Collected data -
------------------------------------

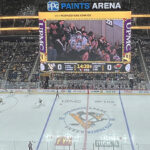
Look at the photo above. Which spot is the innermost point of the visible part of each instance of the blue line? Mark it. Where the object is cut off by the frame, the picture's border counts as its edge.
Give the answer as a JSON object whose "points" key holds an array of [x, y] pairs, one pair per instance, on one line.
{"points": [[46, 123], [127, 125]]}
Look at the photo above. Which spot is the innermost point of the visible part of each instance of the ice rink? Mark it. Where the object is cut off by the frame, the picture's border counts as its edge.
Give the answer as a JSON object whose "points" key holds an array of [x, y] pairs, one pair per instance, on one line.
{"points": [[75, 122]]}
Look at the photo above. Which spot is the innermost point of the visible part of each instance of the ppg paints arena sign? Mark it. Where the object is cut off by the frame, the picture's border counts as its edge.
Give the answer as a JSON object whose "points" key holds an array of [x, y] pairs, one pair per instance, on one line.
{"points": [[76, 120]]}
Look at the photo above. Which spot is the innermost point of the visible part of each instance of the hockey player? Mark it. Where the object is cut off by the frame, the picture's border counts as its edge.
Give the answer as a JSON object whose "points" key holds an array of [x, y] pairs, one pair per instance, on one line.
{"points": [[30, 146], [57, 94]]}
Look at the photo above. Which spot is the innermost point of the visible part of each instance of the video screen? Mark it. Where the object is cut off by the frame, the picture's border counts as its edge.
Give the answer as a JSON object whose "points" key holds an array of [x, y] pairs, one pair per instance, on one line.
{"points": [[84, 40], [87, 42]]}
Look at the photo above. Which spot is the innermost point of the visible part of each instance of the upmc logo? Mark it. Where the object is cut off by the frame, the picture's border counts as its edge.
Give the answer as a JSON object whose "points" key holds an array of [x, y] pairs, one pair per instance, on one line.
{"points": [[52, 6]]}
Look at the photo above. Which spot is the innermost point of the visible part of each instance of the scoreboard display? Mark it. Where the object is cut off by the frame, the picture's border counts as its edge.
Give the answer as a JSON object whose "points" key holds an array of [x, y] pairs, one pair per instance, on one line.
{"points": [[85, 42]]}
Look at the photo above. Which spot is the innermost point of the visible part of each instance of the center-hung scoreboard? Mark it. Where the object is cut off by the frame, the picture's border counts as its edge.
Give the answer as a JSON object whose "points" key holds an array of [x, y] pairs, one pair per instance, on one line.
{"points": [[85, 38]]}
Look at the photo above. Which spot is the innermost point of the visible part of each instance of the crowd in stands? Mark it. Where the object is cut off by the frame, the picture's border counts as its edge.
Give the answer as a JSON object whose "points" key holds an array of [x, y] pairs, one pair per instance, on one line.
{"points": [[17, 60], [69, 43]]}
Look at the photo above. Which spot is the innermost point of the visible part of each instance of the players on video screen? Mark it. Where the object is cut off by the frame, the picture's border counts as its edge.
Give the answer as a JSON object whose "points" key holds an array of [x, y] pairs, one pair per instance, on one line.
{"points": [[69, 43]]}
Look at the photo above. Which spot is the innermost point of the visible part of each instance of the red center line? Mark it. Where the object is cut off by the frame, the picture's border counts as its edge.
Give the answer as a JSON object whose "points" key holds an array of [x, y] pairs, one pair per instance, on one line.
{"points": [[86, 126]]}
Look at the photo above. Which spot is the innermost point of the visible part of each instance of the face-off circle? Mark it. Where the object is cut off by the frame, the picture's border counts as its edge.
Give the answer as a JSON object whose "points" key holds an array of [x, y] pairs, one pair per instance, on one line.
{"points": [[96, 120]]}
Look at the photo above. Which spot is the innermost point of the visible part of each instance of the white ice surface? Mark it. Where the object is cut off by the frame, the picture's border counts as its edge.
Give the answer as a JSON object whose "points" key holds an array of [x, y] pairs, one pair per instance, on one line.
{"points": [[23, 120]]}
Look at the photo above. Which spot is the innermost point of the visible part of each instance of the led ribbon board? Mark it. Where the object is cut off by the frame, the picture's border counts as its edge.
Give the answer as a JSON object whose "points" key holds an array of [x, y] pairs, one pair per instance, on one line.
{"points": [[87, 42]]}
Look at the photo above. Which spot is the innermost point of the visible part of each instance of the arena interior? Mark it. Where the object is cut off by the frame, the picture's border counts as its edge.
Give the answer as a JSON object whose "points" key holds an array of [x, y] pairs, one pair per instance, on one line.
{"points": [[72, 111]]}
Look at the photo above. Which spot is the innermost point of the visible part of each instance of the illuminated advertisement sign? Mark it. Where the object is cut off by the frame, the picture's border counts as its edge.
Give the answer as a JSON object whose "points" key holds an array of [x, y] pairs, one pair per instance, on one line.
{"points": [[86, 42]]}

------------------------------------

TASK ITEM - Transcribe the data exactly, minus any images.

YOUR RESPONSE -
Look at the photo above. Which spot is the innermost point of the visible part of each instance of the blue line? Mark it. Where the object is cut off by the frame, the picture's border counts as its edge.
Give the answer as a JSON object whose "points" key holds an array of [x, y] pairs, one pair per instance, on one line.
{"points": [[46, 123], [127, 125]]}
Look at the photo above. Which spot is the innermost point of the visible part of each instance of the ice rink? Mark it. Where the object is cut off by the frame, the picture's border counts as its edge.
Give the answer as a JSON object whose "points" key holds an array of [x, y] pairs, one pair per instance, on one line.
{"points": [[75, 122]]}
Look at the photo above. Which spot is the innermost point of the visible part of each instance of the ppg paints arena sign? Mark it. Where the object is cut off by the frame, the picture's border counts as its edge.
Give the answer as a JSON object whose "points" key holds an array of [x, y] pairs, one pair per instance, on one line.
{"points": [[76, 120]]}
Look at the photo above. Which spot is the innermost point of the visible part of each instance of the hockey player? Mark it. Where the object is cut off by the frame, the picture's border counts as its edge.
Give the answer as a JSON object whose "points" key holds an array of [x, y] pairs, one pair per instance, on one line.
{"points": [[30, 146], [57, 94]]}
Look at the photo above. Which spot is the innermost point of the visible part of each instance of the video screen? Mark it. Where the object is cut off by the frame, the picture's border counts as its edge.
Give the answer as a JSON object whose "points" key holds an array of [x, y] pairs, one pair per instance, on one line.
{"points": [[84, 40], [87, 42]]}
Look at the photo above. Which spot is the innermost point of the visible part of each instance of the upmc logo? Mark it. Where the object is cut off by the frame, the picture's border counts as its edge.
Give the answer as a JSON object whose "points" key holds an array of [x, y] pairs, one pair per instance, on one line.
{"points": [[52, 6]]}
Look at the photo above. Which spot is the innermost point of the visible part of each instance of the scoreboard display? Mark it. Where the object is cut off by the frame, the picture's border counts as its edge.
Give the answer as a JSON object whose "points" key holds an array of [x, y] pairs, one pair per instance, on one line.
{"points": [[85, 42]]}
Look at the photo above. Which spot is the innermost point of the visible part of each instance of the center-hung scoreboard? Mark it. Where the object is cut off by the frame, the picture's border counts as its edge.
Give the answer as a JSON object whose "points" key holds an array of [x, y] pairs, one pair per instance, on one line.
{"points": [[85, 38]]}
Look at the photo above. Which spot is the innermost point of the visible part of each instance of the crowd in stands? Mark it. Where the object is cut off by the frame, the picture's border counts as its edge.
Give the answer as a JSON object whose "points" key holds an array of [x, y] pairs, one pair per instance, on one line.
{"points": [[17, 60], [69, 43]]}
Look at the photo above. Which spot is the innermost point of the visible part of each instance of the players on video screen? Mark it. Where the object is cut off by the frame, the picture's border counts as its edge.
Give the answer as a JSON object whose "points" key holds an array of [x, y] pairs, one pair per instance, on one line.
{"points": [[69, 43]]}
Look at the photo above. Which spot is the innermost point of the visible part of each instance of the red center line? Mark it. Where the object is cut off by the frame, the picture's border counts as its edge.
Give the answer as a JSON object whose "points" key holds an array of [x, y] pairs, one pair per instance, on one line.
{"points": [[86, 126]]}
Look at the photo above. Which spot is the innermost point of the visible part of each instance of the face-off circle? Mark it. Where the object is cut off by the frame, the picture's border counts as its edge.
Give the answer as a JSON object whose "points" key holds an array of [x, y] pairs, one pair per instance, on one line.
{"points": [[96, 120]]}
Look at the photo above. Which spot is the innermost point of the visible part of each instance of the white ice surface? Mark it. Where the object is cut off by the frame, the picture's border counts as its edge.
Give the answer as a JSON object whose "points" key holds an array of [x, y] pairs, one pair per instance, on one line.
{"points": [[23, 120]]}
Look at the photo above. Which spot is the innermost point of the visible part of each instance of the led ribbon board? Mark it. Where the object is cut off by the frame, the picture's border counts as its edge.
Give the answer as a JSON object whose "points" key holds an array of [x, y] pairs, one pair per instance, on one line.
{"points": [[87, 42]]}
Look at the photo above. Which spot is the innermost point of the visible part of each instance of the arena interior? Mark it. Where the object is cut off by the frame, the picture's border counts as its edge.
Give the answer as a JSON object whose "points" key holds an array of [x, y] pairs, one pair per instance, on one line.
{"points": [[72, 111]]}
Look at the photo above. Which spot is the innermost point of the visible part of each instance of the illuminated advertisement sign? Mark it. Where the object is cut off by the frame, the picture's border counts as its edge.
Give the answer as a JSON object whose "points" key holds an array of [x, y] pairs, one pair per instance, on one line.
{"points": [[86, 42]]}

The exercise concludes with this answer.